Specialized Anti-Aircraft Artillery Divisions were first created in the Soviet Air Defense Forces as a result of an order of the People's Commissariat for Defense dated 21 May 1943. In July, the 1st Guards Anti-Aircraft Artillery Division was formed from the 72nd Guards Anti-Aircraft Artillery Regiment. The heavy-caliber PVO divisions consisted of five regiments of heavy-caliber guns with five batteries each and a separate battalion of light-caliber guns, as well as a searchlight regiment. They had a strength of 100 85mm or 76mm heavy guns and twelve 37mm light guns. Light-caliber PVO divisions included five regiments totalling 100 37mm guns. The PVO divisions were employed in concentrations of AA guns and in the defense of Moscow. During the war, some divisions were used to provide air defense in the rear of the front. By the end of the war, there were eighteen PVO AA divisions, including four light.

== Postwar ==
In the postwar period, the remaining anti-aircraft artillery divisions of the PVO were re-equipped with newer 57mm, 100mm, and 130mm guns. By 1960, when AA guns were superseded by Surface-to-air missiles (SAM), all of the PVO divisions had been disbanded or converted into other units. There were 22 anti-aircraft artillery divisions left in the PVO at the beginning of 1959 and this was reduced to 16 a year later.

▶ Provided information:
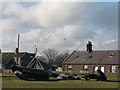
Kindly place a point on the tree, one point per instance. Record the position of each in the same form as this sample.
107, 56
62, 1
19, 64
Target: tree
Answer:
60, 58
50, 55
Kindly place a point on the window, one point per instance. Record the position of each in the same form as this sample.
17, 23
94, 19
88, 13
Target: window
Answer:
85, 67
113, 68
89, 56
76, 56
113, 54
102, 69
69, 67
0, 66
95, 68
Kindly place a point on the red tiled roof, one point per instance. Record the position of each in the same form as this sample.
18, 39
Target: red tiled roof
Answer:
95, 57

▶ What you will do:
(A) In the text on Soviet anti-aircraft artillery divisions, what brought about the first specialized anti-aircraft artillery divisions in the Soviet Air Defense Forces? Answer in one to three sentences.
(B) Continue the text on Soviet anti-aircraft artillery divisions, starting after its last sentence.

▶ Answers to the problems:
(A) They were first created as a result of an order of the People's Commissariat for Defense dated 21 May 1943. In July of that year, the 1st Guards Anti-Aircraft Artillery Division was formed from the 72nd Guards Anti-Aircraft Artillery Regiment.

(B)
Postwar Red Army anti-aircraft artillery divisions were reequipped with the 14.5mm ZPU, and 57mm and 100mm AA guns. In the fall of 1945, three new Red Army anti-aircraft artillery divisions were created in the Transbaikal-Amur Military District from new and existing units. In 1946, five wartime army divisions were reorganized into brigades. Two new divisions were formed in the Group of Soviet Occupation Forces in Germany and one in the Belorussian Military District in early 1949. By the end of the 1950s, 45 of the wartime army AA divisions had been disbanded without being redesignated into other units. On 20 March 1958, seven wartime divisions and a postwar division formed two years earlier assigned to the Group of Soviet Forces in Germany were reorganized as anti-aircraft artillery brigades. In August 1958 the remaining army divisions became part of the new Air Defense Forces of the Ground Forces. By 1960 all of the remaining divisions had been reorganized into brigades or SAM-equipped anti-aircraft rocket regiments.